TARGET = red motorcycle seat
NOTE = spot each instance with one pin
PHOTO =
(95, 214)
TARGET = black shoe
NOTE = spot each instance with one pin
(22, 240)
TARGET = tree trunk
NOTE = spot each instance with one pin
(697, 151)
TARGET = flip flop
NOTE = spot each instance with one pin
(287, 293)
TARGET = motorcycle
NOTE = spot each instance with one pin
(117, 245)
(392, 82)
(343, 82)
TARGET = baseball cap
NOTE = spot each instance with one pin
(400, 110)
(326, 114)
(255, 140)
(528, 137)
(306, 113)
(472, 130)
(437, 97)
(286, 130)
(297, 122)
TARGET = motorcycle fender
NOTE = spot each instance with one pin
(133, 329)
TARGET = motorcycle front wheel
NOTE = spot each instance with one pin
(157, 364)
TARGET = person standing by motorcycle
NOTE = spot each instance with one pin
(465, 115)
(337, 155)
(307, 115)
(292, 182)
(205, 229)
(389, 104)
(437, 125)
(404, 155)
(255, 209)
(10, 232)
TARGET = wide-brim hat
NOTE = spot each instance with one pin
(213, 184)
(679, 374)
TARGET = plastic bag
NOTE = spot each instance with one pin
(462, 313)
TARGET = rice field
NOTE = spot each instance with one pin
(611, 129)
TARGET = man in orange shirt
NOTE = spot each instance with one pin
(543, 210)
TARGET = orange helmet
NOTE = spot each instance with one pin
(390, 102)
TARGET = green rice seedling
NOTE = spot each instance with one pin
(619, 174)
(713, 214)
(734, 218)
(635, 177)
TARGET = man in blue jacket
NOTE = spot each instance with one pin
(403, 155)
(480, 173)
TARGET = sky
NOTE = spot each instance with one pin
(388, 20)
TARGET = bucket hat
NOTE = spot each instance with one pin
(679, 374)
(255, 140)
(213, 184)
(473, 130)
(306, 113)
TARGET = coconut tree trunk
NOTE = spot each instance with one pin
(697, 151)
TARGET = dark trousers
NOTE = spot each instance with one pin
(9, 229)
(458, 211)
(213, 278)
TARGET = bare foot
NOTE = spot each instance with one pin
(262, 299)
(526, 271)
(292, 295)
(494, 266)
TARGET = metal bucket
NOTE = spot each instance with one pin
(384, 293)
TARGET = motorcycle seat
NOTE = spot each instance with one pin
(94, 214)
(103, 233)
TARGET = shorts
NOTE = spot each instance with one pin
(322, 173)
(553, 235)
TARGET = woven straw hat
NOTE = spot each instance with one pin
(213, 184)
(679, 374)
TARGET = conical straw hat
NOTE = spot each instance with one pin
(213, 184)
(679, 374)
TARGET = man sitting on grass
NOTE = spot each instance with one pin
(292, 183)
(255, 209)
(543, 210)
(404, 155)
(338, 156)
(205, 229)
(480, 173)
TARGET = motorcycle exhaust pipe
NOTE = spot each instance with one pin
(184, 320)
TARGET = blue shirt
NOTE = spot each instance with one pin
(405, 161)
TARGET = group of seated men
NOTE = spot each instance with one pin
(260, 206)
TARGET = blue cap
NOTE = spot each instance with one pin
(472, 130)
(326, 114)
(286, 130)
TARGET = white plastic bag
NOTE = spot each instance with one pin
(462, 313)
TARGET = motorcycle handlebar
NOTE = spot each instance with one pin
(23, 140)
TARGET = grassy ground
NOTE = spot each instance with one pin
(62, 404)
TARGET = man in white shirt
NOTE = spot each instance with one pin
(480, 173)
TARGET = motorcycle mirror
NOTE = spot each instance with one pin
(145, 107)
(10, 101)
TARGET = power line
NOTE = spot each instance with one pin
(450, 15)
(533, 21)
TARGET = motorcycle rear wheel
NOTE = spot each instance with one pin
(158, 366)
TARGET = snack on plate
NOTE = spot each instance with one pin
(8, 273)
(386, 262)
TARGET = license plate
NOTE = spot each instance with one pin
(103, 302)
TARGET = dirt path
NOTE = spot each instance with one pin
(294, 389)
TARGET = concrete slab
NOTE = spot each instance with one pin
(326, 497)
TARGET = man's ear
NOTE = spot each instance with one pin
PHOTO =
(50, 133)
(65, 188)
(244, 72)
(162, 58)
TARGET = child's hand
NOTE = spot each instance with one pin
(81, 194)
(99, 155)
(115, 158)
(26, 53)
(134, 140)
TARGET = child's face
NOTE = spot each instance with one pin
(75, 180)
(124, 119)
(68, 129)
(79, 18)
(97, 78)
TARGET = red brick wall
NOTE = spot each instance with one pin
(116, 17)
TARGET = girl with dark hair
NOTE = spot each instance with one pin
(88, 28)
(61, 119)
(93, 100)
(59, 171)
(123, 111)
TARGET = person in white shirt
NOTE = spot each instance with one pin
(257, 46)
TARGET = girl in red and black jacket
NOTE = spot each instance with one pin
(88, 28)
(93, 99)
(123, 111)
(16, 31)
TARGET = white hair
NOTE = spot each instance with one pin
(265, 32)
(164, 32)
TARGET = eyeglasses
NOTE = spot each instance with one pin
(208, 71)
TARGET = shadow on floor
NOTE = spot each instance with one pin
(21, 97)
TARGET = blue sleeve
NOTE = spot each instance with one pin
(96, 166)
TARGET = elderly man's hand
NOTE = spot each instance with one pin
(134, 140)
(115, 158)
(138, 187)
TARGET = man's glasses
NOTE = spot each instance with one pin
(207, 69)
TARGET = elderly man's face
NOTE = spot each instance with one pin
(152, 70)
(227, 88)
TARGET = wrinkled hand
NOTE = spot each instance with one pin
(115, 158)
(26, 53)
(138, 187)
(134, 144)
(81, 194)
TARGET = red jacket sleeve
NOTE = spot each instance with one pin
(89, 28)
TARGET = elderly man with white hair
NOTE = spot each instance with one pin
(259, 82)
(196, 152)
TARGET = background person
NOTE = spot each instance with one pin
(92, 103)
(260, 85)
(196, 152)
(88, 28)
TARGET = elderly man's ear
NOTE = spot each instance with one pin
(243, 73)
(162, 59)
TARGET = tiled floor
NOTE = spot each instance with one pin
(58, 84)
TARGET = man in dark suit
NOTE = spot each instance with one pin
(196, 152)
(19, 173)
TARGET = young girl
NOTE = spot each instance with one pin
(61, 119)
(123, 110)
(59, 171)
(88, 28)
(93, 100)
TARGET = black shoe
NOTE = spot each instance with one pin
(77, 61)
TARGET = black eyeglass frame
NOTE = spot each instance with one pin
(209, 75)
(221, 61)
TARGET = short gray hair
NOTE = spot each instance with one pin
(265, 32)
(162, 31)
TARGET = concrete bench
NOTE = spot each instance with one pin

----------------

Using the data above, reproduce every line exactly.

TARGET = red motorcycle seat
NOTE = spot each instance with one pin
PHOTO =
(95, 214)
TARGET = black shoe
NOTE = spot each instance with one pin
(22, 240)
TARGET = tree trunk
NOTE = spot each instance with one pin
(697, 151)
TARGET = flip flop
NOTE = spot each instance with one pin
(287, 293)
TARGET = motorcycle
NOTE = spot each instance with one pin
(117, 245)
(392, 82)
(343, 82)
TARGET = baseball cap
NOTE = spot each instance with one pin
(400, 110)
(326, 114)
(255, 140)
(528, 137)
(306, 113)
(472, 130)
(437, 97)
(286, 130)
(297, 122)
TARGET = motorcycle fender
NOTE = spot each instance with one pin
(133, 329)
TARGET = motorcycle front wheel
NOTE = spot each instance with one pin
(157, 364)
TARGET = person standing by motorcycle
NOTE = spot each instance with one pin
(465, 115)
(337, 155)
(307, 115)
(292, 182)
(205, 229)
(389, 104)
(437, 125)
(404, 155)
(255, 209)
(10, 232)
TARGET = wide-brim hat
NOTE = spot each instance with one pin
(213, 184)
(679, 374)
TARGET = plastic bag
NOTE = spot each instance with one pin
(462, 313)
TARGET = rice field
NOTE = spot each instance with one pin
(611, 129)
TARGET = man in orange shirt
NOTE = spot each instance with one pin
(543, 210)
TARGET = orange helmet
NOTE = spot each instance with one pin
(390, 102)
TARGET = green rice seedling
NOTE = spot each instance with one pin
(619, 174)
(713, 214)
(734, 218)
(635, 177)
TARGET = man in blue jacket
NOTE = spot each instance with one pin
(403, 155)
(480, 173)
TARGET = sky
NOTE = spot each instance with one pin
(388, 20)
TARGET = bucket hat
NOTE = spot each instance with one pin
(679, 374)
(255, 140)
(213, 184)
(473, 130)
(306, 113)
TARGET = coconut tree trunk
NOTE = spot each instance with one pin
(697, 151)
TARGET = dark trousers
NOTE = spot each instance with one pin
(9, 229)
(458, 211)
(213, 278)
TARGET = bare foot
NOTE = spot each instance with one pin
(262, 299)
(526, 271)
(292, 295)
(494, 266)
TARGET = metal bucket
NOTE = spot each instance with one pin
(384, 293)
TARGET = motorcycle seat
NOTE = spot each instance with one pin
(94, 214)
(103, 233)
TARGET = shorts
NOTE = spot each instance with one pin
(322, 173)
(553, 235)
TARGET = woven straw hat
NOTE = spot each instance with one pin
(213, 184)
(679, 374)
TARGET = conical straw hat
NOTE = spot each instance with one pin
(213, 184)
(679, 374)
TARGET = man sitting on grass
NOTE = spot each instance with one pin
(292, 183)
(255, 209)
(543, 210)
(404, 155)
(338, 156)
(205, 229)
(480, 173)
TARGET = motorcycle exhaust pipe
NOTE = spot each instance with one pin
(184, 320)
TARGET = blue shirt
NOTE = spot each instance with one pin
(405, 161)
TARGET = group of seated men
NOTE = spot each instance with one pin
(260, 206)
TARGET = blue cap
NOTE = spot each instance with one pin
(472, 130)
(326, 114)
(286, 130)
TARGET = white plastic bag
NOTE = spot each instance with one pin
(462, 313)
TARGET = motorcycle handlebar
NOTE = spot each instance with one pin
(23, 140)
TARGET = grassy ground
NOTE = spot each instance with one pin
(62, 404)
TARGET = man in white shirt
NOTE = spot each instance with one pin
(480, 173)
TARGET = motorcycle mirror
NOTE = spot each instance with one pin
(145, 107)
(10, 101)
TARGET = power line
NOTE = spot each instance with one pin
(450, 15)
(533, 21)
TARGET = motorcycle rear wheel
NOTE = spot each instance with one pin
(158, 366)
TARGET = snack on plate
NOTE = spot each instance with one pin
(8, 273)
(386, 262)
TARGET = license plate
NOTE = spot each instance with one pin
(103, 302)
TARGET = dirt path
NOTE = spot each instance with one pin
(294, 389)
TARGET = concrete slab
NOTE = spot each instance with one pin
(326, 497)
TARGET = man's ear
NOTE = spot each instance with one pin
PHOTO =
(50, 133)
(65, 188)
(244, 72)
(162, 58)
TARGET = child's hand
NOTE = spot each instance with one pin
(81, 194)
(99, 155)
(115, 158)
(26, 53)
(134, 140)
TARGET = child's face
NOTE = spot each instance with one pin
(75, 180)
(124, 119)
(68, 129)
(79, 18)
(97, 78)
TARGET = red brick wall
NOTE = spot each instance with one pin
(116, 17)
TARGET = girl with dark hair
NOTE = spot each instance with one pin
(88, 28)
(61, 119)
(93, 100)
(59, 171)
(123, 111)
TARGET = person in white shirt
NOTE = spot each instance with one pin
(257, 46)
TARGET = girl in red and black jacket
NOTE = spot each instance with one pin
(88, 28)
(93, 99)
(123, 111)
(16, 31)
TARGET = white hair
NOTE = spot each instance with one pin
(265, 32)
(164, 32)
TARGET = eyeglasses
NOTE = spot each instance with one pin
(208, 71)
TARGET = shadow on floor
NOTE = spot each instance with one pin
(21, 97)
TARGET = blue sleeve
NOTE = spot each instance with one pin
(96, 166)
TARGET = elderly man's hand
NOTE = spot each instance with one pin
(134, 140)
(115, 158)
(138, 187)
TARGET = man's glasses
NOTE = spot each instance with one pin
(207, 69)
TARGET = elderly man's face
NOTE = spot each instance with one pin
(152, 70)
(227, 88)
TARGET = wrinkled hand
NOTE = spot each instance with one pin
(115, 158)
(26, 53)
(138, 187)
(134, 144)
(81, 194)
TARGET = red jacket sleeve
NOTE = spot each instance with one pin
(89, 28)
TARGET = elderly man with white hair
NOTE = spot each instance with one pin
(259, 82)
(196, 152)
TARGET = background person
NOTE = spot each instance with one pin
(92, 103)
(260, 85)
(196, 152)
(88, 28)
TARGET = elderly man's ear
NOTE = spot each instance with one pin
(243, 73)
(162, 59)
TARGET = tiled floor
NOTE = spot each instance with one pin
(58, 84)
TARGET = man in dark suit
NOTE = spot each instance with one pin
(196, 152)
(19, 173)
TARGET = young girl
NOTE = spot each instance with one pin
(61, 119)
(123, 110)
(59, 171)
(88, 28)
(93, 100)
TARGET = black shoe
NOTE = spot each instance with one pin
(77, 61)
TARGET = black eyeglass frame
NOTE = spot each instance with one pin
(209, 75)
(221, 61)
TARGET = short gray hair
NOTE = spot each instance with one pin
(265, 32)
(162, 31)
TARGET = concrete bench
NOTE = spot each instance with one pin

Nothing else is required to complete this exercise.